■ SET OF TASKS:
(1) In the forum thread, how long did one commenter nearly go before visiting another escort?
(2) Reproduce the part of the forum thread starting at "Nearly did a" and ending at "lost it’s thrill.".

■ SELECTED EXTRACT:
You’ve obviously got a lot about you, for a smoking hot professional escort to want to date you. Use that as a compliment to push you in the direction of what you really want.
I am pretty sure if I met a transwoman in real life up close I'd see minor masculine features that'd put me off. But I still find myself totally hooked on transwoman porn - and I'm less and less fussy their looks. I constantly find myself checking out the many local escorts and seriously thinking about it. Part of me thinks if I went ahead and did it I'd get it out of my system then that other part of me thinks I would feel like shit and regret it.
You’re edging doing that shit and tempting fate. Cognitive distortions (justifying and making excuses) “ I’ll just have a look but won’t do it.” I sometimes would say I’ll just call them up see what they sound like...20 min later I’d be just about to knock on the apartment door, heart beating out of my chest! It’s a slippery slope dude and I wish I’d never started it years ago. The more you do it the more hooked you’ll become. And yea when you start searching and there isn’t a decent local one or even in the next closest cities your standards will start dropping as you keep searching, because you’ll want the fix and get desperate. There are some real freaks out there and there’s a high risk of std’s. Save yourself all the pain and put it behind you. The shame from the first one will make you feel crap and subconsciously you’ll hate yourself making it a lot easier to loose track of values when triggered again. Like a fucked up feedback loop.
When I’ve been high on the adrenaline, suspense and dopamine and they open the door and resemble a hot woman you kind of go into auto pilot. Then as soon as you release you realise this isn’t a hot woman with something extra. Block all the porn ( that feeds it massively)and escort sites. And be glad you never pushed it any further
yeah I did similar things myself only a couple of times a few years back but has haunted me ever since. Sooner you get ahold of yourself the better, shits a nightmare. I recommend taking a look at yourself and asking who you really are and want out of life and write it down. Get rid of the porn, only have sex with biological women and not escorts period, start exercising and indulge your passions(not porn) and hobbies. The shame and depression may pop up now and again but all in all you will have achieved a better quality of life and will eventually be able to be your best self agin. best wishes
It’s pretty damaging shit but I would say as hard as it is try and do as much positive stuff in your life as possible understand you put yourself in a bad position and made a mistake. Depression and self hate is not the answer but continuing in harmful activities and watching twisted porn is only a downward spiral. As sick as it is to say this is how people probably become pedophiles or extreme levels of sick and depraved. I personally believe porn has no redeeming values and is negative all around at this point. Rebuilding yourself is hard but it’s the only choice besides depression and suicide which is not the answer.
Nearly did a month, but had the urge and went and visited another one earlier. Didn’t enjoy it, went soft, no excitement, couldn’t come. Put my cloths back on and went home. Much rather bang a woman. Glad it’s lost it’s thrill.
Man I’d just give it up. Get a gf quit porn and escorts. If you dont put your foot down you gonna end up with a girl and cheating with trans escorts. At least don’t act out better off jerking off and getting clarity than acting out man.
Dude it’s harder than it sounds. I’m getting there just a blip. My life is hell atm and I just escaped for an hour. No point beating myself up. I’ve had a lot to deal with and Im doing alright. Straight back on the horse I’m really glad it didn’t do it for me.

■ RECORDS SUPPLIED:
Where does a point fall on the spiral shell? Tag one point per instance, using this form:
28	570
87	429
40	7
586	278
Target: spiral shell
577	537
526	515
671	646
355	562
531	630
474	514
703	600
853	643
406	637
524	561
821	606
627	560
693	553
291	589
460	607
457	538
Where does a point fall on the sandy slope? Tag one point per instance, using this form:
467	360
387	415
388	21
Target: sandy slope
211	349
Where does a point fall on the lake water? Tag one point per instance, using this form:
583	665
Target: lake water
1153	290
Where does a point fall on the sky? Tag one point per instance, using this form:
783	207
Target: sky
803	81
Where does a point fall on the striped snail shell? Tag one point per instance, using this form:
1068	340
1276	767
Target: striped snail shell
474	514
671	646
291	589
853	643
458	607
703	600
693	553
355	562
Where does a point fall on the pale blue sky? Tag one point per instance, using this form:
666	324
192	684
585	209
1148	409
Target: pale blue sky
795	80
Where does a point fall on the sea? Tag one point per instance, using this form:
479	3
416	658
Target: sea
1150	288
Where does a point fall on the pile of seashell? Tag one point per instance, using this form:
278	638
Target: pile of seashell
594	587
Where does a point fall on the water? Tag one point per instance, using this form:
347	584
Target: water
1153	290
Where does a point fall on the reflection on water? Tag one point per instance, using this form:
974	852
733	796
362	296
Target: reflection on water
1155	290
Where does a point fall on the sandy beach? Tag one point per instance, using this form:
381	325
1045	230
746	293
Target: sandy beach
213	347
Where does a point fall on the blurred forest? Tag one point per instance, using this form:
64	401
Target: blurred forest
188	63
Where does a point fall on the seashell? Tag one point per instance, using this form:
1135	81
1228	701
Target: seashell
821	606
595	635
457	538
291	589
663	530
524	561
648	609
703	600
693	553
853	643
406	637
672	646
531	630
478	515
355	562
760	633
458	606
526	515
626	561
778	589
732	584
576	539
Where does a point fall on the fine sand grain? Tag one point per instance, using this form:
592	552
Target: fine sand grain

■ SOLUTIONS TO THE TASKS:
(1) Nearly a month.

(2)
Nearly did a month, but had the urge and went and visited another one earlier. Didn’t enjoy it, went soft, no excitement, couldn’t come. Put my cloths back on and went home. Much rather bang a woman. Glad it’s lost it’s thrill.